[Bounding box annotation entries]
####################
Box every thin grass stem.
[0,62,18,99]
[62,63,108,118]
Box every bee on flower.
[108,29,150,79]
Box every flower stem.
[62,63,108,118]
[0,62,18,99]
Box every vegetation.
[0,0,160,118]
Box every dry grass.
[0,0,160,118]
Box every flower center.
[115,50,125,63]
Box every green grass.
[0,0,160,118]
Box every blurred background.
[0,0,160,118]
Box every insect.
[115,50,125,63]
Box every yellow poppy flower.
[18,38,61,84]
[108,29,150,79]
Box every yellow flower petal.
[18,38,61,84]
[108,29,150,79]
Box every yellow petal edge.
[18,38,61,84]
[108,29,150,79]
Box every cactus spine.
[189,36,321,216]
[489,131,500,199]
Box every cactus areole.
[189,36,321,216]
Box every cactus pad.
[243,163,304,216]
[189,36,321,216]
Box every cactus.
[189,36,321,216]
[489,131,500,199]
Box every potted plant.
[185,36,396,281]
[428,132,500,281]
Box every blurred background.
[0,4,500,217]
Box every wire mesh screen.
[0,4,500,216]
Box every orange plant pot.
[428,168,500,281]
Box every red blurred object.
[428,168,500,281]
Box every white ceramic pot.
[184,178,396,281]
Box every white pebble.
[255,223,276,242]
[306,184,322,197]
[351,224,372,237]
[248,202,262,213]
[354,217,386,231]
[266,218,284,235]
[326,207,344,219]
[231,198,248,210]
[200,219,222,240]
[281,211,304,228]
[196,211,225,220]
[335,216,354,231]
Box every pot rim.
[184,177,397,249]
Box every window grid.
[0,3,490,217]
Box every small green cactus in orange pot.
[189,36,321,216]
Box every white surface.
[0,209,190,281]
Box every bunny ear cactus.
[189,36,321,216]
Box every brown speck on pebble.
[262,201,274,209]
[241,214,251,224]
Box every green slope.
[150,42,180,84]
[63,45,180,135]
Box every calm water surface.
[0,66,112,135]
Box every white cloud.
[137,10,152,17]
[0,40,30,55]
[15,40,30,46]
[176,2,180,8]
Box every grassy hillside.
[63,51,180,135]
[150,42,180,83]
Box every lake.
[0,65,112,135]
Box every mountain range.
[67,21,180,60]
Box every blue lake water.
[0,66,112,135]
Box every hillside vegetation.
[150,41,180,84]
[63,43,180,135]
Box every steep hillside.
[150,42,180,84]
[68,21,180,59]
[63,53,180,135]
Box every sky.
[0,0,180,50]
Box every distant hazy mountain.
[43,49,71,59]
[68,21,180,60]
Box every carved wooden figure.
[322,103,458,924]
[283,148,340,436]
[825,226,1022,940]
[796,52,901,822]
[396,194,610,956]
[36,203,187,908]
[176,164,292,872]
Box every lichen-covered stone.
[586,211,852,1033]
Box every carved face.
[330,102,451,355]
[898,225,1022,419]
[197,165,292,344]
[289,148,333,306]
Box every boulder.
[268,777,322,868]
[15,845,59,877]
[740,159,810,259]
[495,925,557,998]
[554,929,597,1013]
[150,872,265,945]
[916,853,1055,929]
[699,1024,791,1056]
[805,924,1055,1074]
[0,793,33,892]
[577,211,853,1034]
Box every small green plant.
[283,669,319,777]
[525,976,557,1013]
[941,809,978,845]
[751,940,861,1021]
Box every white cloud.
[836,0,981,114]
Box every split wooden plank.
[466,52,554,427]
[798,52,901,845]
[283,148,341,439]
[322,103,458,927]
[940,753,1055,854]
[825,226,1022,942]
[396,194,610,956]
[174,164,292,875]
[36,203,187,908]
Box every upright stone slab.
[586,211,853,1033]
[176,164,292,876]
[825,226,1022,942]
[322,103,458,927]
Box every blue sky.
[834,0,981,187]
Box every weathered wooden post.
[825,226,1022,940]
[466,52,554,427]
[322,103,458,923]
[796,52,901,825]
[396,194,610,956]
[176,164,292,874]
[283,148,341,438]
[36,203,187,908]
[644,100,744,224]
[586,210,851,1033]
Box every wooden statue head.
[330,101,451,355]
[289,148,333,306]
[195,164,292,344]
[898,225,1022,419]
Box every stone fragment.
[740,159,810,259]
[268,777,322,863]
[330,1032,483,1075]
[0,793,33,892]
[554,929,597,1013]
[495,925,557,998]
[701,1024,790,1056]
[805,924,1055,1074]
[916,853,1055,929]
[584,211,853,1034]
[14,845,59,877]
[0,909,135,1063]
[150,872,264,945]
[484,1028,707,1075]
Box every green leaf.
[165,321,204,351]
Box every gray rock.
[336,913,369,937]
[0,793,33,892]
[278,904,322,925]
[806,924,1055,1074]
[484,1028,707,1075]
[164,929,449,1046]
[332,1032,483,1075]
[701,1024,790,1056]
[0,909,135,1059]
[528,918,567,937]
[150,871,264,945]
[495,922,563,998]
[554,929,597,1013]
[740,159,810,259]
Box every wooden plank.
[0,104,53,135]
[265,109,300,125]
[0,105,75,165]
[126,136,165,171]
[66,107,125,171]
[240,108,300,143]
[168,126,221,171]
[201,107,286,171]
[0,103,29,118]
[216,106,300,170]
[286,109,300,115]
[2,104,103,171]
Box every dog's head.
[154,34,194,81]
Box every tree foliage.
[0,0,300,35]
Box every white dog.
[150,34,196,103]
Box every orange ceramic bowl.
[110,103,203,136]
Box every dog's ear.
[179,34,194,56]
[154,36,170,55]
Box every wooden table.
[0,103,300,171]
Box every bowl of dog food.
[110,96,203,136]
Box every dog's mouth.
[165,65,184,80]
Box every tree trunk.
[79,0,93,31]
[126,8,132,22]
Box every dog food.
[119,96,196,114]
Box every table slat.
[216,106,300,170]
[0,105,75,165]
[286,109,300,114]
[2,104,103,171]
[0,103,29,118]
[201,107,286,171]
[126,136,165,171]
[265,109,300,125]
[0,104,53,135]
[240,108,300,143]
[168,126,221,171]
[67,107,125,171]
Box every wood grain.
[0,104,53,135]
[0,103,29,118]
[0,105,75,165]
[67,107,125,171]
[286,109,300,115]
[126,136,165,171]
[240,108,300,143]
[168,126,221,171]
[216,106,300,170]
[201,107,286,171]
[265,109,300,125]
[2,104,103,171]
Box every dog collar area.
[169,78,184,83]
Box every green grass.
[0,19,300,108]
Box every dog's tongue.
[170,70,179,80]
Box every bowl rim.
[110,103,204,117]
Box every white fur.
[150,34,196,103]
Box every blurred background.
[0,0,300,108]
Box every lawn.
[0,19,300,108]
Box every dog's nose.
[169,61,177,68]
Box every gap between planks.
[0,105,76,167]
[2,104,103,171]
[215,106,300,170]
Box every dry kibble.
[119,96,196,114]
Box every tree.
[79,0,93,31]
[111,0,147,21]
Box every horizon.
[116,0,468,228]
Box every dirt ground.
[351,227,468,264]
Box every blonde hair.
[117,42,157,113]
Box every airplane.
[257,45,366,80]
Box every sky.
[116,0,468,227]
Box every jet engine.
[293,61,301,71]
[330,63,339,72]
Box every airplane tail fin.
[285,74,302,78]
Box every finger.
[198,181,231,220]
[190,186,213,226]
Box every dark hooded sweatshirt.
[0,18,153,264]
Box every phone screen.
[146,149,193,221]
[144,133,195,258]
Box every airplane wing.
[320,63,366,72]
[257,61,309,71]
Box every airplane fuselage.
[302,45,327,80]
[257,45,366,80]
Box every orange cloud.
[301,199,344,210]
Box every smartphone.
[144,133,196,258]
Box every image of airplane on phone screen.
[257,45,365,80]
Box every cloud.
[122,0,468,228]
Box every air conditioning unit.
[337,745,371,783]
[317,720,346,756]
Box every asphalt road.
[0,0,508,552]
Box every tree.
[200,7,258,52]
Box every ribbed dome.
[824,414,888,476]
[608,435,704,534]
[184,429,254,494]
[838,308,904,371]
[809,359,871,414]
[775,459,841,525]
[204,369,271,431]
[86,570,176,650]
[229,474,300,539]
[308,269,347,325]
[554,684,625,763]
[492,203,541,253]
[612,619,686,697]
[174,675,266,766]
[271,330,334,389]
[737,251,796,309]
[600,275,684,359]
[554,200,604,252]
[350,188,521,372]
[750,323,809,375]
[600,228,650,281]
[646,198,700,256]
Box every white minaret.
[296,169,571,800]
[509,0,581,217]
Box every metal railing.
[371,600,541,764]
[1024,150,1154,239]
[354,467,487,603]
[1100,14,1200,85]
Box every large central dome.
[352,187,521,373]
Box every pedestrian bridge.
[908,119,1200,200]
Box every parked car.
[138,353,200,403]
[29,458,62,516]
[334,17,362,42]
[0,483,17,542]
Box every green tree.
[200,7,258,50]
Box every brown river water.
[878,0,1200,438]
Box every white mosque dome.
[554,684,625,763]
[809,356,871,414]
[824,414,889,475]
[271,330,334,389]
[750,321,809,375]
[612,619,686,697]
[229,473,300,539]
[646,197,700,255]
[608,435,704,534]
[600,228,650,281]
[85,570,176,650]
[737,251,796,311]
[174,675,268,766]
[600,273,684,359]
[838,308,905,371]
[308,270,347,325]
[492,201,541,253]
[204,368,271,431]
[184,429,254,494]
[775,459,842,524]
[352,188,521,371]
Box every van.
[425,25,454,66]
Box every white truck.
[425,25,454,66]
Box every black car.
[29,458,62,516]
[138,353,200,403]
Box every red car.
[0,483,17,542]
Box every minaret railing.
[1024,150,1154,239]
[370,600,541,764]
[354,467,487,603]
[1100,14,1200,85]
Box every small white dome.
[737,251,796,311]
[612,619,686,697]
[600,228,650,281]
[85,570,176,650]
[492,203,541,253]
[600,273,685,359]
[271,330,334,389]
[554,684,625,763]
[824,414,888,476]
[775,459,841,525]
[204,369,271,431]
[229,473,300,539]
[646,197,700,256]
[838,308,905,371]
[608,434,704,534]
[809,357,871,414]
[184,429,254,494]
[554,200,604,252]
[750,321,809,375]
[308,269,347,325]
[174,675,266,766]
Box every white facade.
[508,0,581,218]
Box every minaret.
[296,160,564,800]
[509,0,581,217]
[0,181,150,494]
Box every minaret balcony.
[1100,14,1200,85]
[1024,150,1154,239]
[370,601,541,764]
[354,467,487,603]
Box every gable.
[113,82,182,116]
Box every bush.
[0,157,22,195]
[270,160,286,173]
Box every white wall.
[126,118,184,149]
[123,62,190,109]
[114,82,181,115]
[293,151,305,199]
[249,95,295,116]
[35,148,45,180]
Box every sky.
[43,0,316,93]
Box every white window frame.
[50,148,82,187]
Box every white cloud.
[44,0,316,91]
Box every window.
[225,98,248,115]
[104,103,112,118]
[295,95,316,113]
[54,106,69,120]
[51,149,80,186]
####################
▶ [Task description] Copy the records above exactly, from the line with "Box every steep hillside." to the line with "[836,0,981,114]".

▶ [Result of the exercise]
Box every steep hillside.
[150,42,180,84]
[68,21,180,59]
[63,53,180,135]
Box every sky.
[0,0,180,50]
Box every distant hazy mountain.
[43,49,71,59]
[68,21,180,60]
Box every carved wooden figure.
[322,103,458,924]
[283,148,340,436]
[825,226,1022,940]
[796,52,901,822]
[396,194,610,956]
[36,203,187,908]
[176,164,292,872]
Box every lichen-covered stone.
[586,211,852,1033]
Box every carved face.
[330,102,451,355]
[898,225,1022,419]
[197,165,292,344]
[289,148,333,306]
Box every boulder.
[268,777,322,868]
[15,845,59,877]
[740,159,810,259]
[495,925,557,998]
[554,929,597,1013]
[150,872,265,945]
[916,853,1055,929]
[699,1024,791,1056]
[805,924,1055,1074]
[0,793,33,892]
[577,211,853,1034]
Box every small green plant.
[283,669,319,777]
[525,976,557,1013]
[941,809,978,845]
[751,940,861,1021]
Box every white cloud.
[836,0,981,114]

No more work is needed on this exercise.